Sunday, July 12, 2020

Music in Healing

Let's talk about music for a moment.  If you are able, please start by checking out this song by Athens Creek. What emotions does this song bring to the surface for you? If you could draw or paint it, what would the emotions and sounds look like? If you were to dance it, what would your steps be, and what would they represent?  To me, it looks like smooth hips sashaying across the dance floor; seductive and sultry, but also issuing a warning: don't live like this.  As it shifts into the second half, we are hit with a song about grace.  Grace that anyone can be saved from their life of misery.  The very end mixes the two, and it comes out still smooth and swinging, but with a different type of confidence.

By comparison, listen to the following song, if you will: Hold Me by The Teskey Brothers.  Having listened to two songs that are quite different lyrically, rhythmically, and artistically, what are you feeling now?  Did you notice a distinct difference in how you felt during each one?  After each one?  I found this one more upbeat, bringing my mood up in spite of the message.  "Hold me, don't hold me down; carry me, but keep my feet on the ground."  It sounds like freedom, the rhythm making my blood hum in my ears, making my shoulders dance as I listen and do art, or write, or clean.  I find myself dancing through mundane chores; dancing through my pain, even if it's simply a shifting of my shoulders or a tap of my toes that wouldn't otherwise be there.

While music can be very triggering for people with PTSD, it is important to note that it is also healing for a multitude of ailments.  For chronic pain patients, it offers either distraction or despair.  For those with major depressive disorder, it offers solace that there are others like us, and that we can make it through this episode of abject numbness.  For those with anxiety, a friendly rhythm or melody can change a new or uncomfortable situation a little more familiar, leading us to be able to get through whatever has us so terrified.

Music has been a big part of my healing.  Whether creating it or listening to it, I have found my depression to last for shorter periods of time.  Instead of turning off the music when I feel annoyed (a sign that I am becoming symptomatic again), I keep trying different channels on my Pandora account until I find something that doesn't annoy me as much.  If I'm stuck in traffic, I turn on something with smooth lines and maybe some heavy bass; often reggae is the perfect fit to lower my blood pressure and make me feel far more calm about people driving like idiots.  Before bed, I turn on modern classical or meditation channels.

In a mood?  Try music, my friends.  Try music.

____

— Activities —
**A.** Sum up the post on music in healing in two sentences.
**B.** According to the post on music in healing, what kind of music is often the perfect fit when the writer is stuck in traffic?
The records have nothing to do with the post on music in healing.

— Natural-language object grounding records —

____

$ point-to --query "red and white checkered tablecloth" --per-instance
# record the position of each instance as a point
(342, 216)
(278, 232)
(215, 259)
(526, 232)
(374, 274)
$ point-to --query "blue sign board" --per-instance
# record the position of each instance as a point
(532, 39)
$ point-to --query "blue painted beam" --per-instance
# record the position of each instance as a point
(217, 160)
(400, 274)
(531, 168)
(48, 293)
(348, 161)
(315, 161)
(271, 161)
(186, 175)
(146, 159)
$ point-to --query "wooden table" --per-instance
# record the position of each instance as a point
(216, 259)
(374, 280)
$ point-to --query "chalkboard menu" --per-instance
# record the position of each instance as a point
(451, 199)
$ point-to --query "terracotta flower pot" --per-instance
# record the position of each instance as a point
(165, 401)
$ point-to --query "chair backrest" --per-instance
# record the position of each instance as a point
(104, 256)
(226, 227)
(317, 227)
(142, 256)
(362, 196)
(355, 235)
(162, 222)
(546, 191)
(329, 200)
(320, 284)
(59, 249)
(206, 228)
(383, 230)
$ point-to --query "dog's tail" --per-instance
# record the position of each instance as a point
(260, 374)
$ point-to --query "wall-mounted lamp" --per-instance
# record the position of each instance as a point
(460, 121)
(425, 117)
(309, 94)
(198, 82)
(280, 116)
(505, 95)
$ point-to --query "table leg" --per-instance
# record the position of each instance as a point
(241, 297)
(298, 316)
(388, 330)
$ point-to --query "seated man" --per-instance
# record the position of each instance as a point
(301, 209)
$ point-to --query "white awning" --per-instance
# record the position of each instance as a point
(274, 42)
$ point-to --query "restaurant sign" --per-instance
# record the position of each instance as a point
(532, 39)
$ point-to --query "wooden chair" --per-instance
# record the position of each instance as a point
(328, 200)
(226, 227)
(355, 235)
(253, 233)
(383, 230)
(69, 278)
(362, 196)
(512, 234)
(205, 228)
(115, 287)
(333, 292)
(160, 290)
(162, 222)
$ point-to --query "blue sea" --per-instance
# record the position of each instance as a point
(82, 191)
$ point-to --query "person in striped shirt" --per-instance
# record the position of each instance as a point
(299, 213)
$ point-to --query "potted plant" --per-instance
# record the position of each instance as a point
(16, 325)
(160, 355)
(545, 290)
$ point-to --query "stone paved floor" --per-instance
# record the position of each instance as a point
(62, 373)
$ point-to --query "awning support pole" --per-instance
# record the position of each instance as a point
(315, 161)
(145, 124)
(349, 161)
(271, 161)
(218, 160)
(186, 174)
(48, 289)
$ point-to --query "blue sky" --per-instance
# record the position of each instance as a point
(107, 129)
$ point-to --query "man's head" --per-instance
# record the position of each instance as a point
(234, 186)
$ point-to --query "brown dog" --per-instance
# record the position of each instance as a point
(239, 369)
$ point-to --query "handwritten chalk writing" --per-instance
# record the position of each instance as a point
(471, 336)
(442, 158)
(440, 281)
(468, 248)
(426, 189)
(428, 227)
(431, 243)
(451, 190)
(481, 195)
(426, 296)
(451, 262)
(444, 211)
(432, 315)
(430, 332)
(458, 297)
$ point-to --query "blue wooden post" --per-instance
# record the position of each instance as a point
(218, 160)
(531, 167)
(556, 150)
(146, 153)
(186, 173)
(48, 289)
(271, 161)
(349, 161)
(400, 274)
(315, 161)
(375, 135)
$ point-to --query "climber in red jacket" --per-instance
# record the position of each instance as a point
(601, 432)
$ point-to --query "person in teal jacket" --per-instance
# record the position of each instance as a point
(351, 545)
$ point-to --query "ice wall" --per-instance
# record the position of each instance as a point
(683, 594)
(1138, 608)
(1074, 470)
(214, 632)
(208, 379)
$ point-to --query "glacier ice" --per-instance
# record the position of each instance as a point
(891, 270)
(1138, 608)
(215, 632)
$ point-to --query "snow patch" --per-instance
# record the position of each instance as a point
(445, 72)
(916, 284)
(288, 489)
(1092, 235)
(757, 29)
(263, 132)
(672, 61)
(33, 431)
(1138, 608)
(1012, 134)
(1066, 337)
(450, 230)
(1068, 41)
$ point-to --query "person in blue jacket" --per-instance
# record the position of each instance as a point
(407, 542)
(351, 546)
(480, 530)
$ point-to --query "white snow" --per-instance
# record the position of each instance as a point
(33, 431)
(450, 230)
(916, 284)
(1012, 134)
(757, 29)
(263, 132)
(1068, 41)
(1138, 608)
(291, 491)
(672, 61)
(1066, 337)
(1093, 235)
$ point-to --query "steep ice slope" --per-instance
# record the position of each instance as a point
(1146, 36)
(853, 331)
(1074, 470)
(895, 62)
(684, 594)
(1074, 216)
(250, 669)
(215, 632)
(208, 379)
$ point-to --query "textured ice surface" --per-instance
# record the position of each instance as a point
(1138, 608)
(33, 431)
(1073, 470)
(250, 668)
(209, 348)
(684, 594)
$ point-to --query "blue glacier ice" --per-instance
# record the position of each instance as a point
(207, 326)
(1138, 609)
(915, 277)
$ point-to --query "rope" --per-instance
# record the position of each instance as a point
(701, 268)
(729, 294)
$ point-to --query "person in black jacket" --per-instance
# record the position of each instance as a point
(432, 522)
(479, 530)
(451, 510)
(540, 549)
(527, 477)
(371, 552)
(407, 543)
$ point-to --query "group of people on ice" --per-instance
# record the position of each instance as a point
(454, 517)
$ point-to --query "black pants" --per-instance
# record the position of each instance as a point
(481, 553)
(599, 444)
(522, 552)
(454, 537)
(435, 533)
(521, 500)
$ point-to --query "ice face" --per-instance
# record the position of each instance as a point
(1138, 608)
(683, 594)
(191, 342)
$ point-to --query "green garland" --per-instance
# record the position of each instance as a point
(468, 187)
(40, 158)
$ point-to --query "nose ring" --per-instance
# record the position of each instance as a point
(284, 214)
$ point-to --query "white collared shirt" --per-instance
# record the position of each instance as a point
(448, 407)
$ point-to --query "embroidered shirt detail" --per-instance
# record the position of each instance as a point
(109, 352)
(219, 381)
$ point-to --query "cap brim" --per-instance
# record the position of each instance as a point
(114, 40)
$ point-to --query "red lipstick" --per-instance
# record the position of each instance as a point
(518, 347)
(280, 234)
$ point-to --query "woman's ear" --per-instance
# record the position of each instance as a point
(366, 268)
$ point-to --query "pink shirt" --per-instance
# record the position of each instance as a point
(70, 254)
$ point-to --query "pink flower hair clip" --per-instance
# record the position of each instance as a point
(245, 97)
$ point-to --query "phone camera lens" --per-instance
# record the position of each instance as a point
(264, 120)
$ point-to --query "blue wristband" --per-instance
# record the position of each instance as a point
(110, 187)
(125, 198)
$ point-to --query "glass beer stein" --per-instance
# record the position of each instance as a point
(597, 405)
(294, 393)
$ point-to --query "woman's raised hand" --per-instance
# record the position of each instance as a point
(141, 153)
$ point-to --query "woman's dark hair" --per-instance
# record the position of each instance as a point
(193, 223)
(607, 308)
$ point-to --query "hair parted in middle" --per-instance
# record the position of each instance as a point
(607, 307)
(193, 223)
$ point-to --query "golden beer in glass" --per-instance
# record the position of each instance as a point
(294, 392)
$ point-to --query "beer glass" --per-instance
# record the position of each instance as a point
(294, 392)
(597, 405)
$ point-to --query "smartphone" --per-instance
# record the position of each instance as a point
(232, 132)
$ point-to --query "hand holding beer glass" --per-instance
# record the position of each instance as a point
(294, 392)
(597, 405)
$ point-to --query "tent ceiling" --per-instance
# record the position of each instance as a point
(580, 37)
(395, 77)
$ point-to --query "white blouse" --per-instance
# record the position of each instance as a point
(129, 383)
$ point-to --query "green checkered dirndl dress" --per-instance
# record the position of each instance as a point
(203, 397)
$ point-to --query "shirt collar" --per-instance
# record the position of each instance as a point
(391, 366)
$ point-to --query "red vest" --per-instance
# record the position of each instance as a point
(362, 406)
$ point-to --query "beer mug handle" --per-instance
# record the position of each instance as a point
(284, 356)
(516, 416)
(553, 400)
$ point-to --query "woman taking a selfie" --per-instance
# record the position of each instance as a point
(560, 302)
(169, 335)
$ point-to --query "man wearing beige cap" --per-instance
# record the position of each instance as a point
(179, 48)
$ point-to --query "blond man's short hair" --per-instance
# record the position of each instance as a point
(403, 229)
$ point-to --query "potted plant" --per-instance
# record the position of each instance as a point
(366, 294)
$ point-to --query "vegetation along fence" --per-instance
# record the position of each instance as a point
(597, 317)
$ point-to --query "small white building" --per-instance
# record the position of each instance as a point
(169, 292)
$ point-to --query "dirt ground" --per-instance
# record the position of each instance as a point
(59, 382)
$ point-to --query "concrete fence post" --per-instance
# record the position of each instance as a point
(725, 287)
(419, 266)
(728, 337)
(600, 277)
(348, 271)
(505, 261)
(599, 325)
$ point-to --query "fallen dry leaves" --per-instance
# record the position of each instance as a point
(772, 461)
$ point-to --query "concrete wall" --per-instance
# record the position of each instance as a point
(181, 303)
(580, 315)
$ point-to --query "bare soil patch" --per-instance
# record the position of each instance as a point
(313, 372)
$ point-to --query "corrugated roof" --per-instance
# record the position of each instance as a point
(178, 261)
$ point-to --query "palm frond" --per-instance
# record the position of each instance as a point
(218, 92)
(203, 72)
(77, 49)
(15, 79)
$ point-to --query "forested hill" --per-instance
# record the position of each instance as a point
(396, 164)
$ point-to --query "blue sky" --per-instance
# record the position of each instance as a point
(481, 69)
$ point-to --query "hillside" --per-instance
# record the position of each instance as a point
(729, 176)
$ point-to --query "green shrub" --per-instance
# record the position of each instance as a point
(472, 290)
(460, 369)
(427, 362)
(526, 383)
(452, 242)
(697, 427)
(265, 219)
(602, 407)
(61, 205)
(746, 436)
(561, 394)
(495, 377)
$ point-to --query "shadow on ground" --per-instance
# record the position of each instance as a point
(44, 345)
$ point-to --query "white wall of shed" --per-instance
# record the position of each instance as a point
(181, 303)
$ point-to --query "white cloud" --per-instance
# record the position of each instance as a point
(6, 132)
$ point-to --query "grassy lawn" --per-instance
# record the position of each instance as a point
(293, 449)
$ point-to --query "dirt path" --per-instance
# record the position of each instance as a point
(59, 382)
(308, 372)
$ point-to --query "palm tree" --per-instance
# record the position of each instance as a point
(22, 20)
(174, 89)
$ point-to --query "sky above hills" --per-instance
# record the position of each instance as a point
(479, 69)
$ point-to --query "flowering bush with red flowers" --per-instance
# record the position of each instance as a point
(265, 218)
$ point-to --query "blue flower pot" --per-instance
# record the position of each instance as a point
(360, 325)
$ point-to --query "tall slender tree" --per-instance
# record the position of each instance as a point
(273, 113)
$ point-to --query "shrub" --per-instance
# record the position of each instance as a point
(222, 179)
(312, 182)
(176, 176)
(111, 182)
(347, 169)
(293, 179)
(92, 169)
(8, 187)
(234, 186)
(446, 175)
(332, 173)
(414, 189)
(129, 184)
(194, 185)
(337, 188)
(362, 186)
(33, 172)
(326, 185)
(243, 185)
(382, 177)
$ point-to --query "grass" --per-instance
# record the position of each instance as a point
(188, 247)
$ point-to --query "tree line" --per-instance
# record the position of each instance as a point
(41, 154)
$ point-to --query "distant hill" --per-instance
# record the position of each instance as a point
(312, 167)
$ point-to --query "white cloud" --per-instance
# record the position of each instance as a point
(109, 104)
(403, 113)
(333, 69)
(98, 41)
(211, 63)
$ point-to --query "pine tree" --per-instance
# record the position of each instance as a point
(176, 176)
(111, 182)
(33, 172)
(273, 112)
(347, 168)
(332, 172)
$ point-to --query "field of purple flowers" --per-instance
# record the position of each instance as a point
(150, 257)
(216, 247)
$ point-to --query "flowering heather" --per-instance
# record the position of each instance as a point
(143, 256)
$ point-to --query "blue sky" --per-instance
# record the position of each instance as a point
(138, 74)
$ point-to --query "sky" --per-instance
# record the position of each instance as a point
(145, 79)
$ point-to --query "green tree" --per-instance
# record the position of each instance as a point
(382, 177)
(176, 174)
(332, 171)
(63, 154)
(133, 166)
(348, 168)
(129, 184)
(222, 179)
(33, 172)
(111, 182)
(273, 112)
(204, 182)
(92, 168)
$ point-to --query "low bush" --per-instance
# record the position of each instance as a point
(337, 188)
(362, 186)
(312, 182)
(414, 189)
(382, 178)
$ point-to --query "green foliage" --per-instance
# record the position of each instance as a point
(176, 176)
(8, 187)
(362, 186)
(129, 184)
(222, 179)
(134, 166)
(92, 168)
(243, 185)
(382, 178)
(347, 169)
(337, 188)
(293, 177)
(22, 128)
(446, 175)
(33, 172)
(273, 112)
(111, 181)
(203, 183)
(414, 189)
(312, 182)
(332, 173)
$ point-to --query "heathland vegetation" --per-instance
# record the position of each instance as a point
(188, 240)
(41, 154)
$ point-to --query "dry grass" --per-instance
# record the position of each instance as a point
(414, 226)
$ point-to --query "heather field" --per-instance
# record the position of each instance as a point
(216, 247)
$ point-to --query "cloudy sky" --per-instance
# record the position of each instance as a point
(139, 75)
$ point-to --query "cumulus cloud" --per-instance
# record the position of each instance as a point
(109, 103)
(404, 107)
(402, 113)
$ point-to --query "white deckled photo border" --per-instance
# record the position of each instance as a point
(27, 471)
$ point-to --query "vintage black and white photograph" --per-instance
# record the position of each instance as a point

____

— Your written answers —
**A.** The writer compares how a song by Athens Creek and "Hold Me" by The Teskey Brothers make them feel, and notes that while music can be triggering for people with PTSD, it can also help with chronic pain, major depressive disorder and anxiety. Music has been a big part of the writer's own healing, shortening their periods of depression, and they use it on purpose, such as reggae in traffic and modern classical or meditation channels before bed.

**B.** Reggae.